▶ _Questions on the material_
**1)** In the excerpt below about riding with Tim Stark, how much change lay at the bottom of the cup holder?
**2)** Continue the account below of the drive with Tim Stark through Pennsylvania Dutch farmland, picking up after its final sentence.

▶ _Selected excerpt_
—————

As I climbed up into the passenger seat, Tim apologized for the mess. “Just step on anything,” he said. At my feet lay a pile of Gourmet magazines, copy paper, receipts, and several biodegradable coffee cups. I tried to position my feet comfortably on a massive stainless steel chain. “We might need that when we get to the Bronx,” he said of the chain. Between us was a grungy brown plastic console, copies of his new book, a cell phone, checkbook, a handful of maps, and more receipts. At my left elbow was a cup holder with a half-inch of weak coffee, no cup. I am sure the coffee was weak because I could count the change at the bottom: fifty-five cents.
On the back cover of Heirloom, chef Dave Pasternack calls Tim Stark “one-fourth farmer, one-fourth storyteller, and half-mad.” Now, I would have a chance to see firsthand if the master chef had got his measurements right.
We lurched down Main Street and out of town. Picture-postcard Pennsylvania Dutch farmland begins just a mile out of Kutztown. We took a left on a winding country road leading to the small town of Bowers. Dairy cows cooled their hooves in a trout stream. A hand-painted sign on a tree announced: Miniature Horses for Sale. “Look at that corn,” Tim said. “That’s good corn.” I soon learned the man can smell sweet corn from the highway and, even at 60-plus miles an hour, is prepared to judge its quality on the fly.
I told Tim I remembered seeing some llamas along that stretch of road. He told me farmers got the llamas to protect against predators, but then the llamas tried humping the sheep, nearly killed them. He’d seen it with his own eyes. I never took animal husbandry in school; this trip was going be educational.

—————

▶ _Dataset records_
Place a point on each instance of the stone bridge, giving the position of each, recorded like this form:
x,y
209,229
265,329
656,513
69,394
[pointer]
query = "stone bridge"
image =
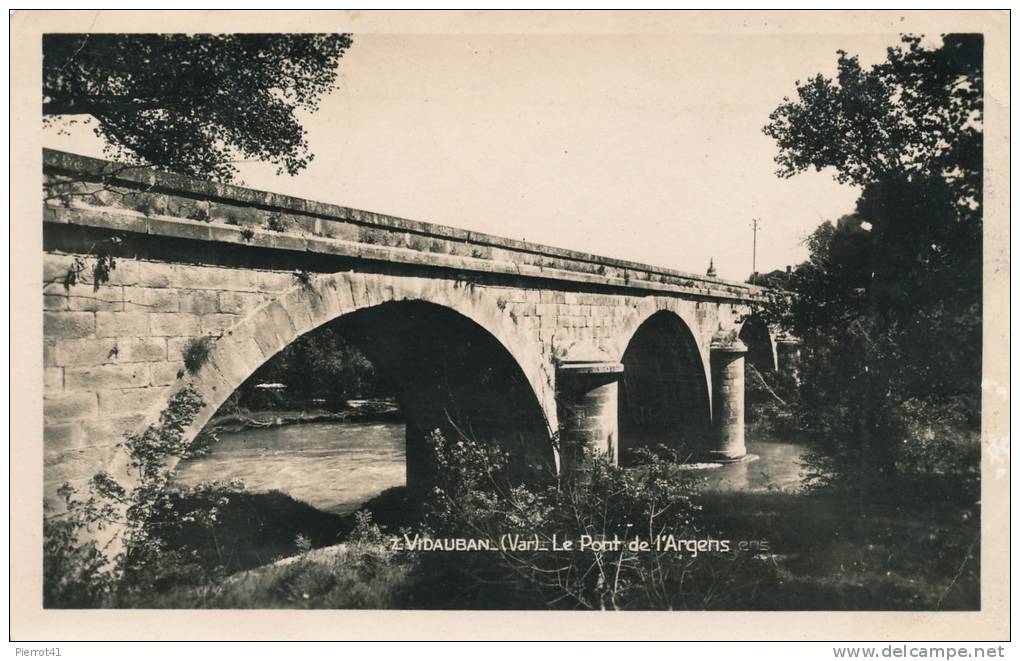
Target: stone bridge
x,y
540,349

—————

▶ _Task results_
**1)** Fifty-five cents.

**2)**
First stop was Meadow View Farm. Tim’s touching portrait of his friend, the Mennonite farmer who owns this land, is a highlight of Heirloom. James Weaver grabbed his straw hat and ran down the steps of his stone farmhouse as Tim tooted his horn and backed the truck up to the barn. Tim can spend over two hundred dollars a day on gas for his trucks and tractors, so he hates to drive to New York City with less than a full load. His truck was already half full with his own produce. Mr. Weaver had more bi-color corn than the local auction would bear. So the arrangement worked for both of them. Mr. Weaver used a forklift to raise a skid full of bagged corn to the truck bed and Tim began loading. I offered to help, but he waved me off. “Loading is tricky; you can help unload,” Tim promised.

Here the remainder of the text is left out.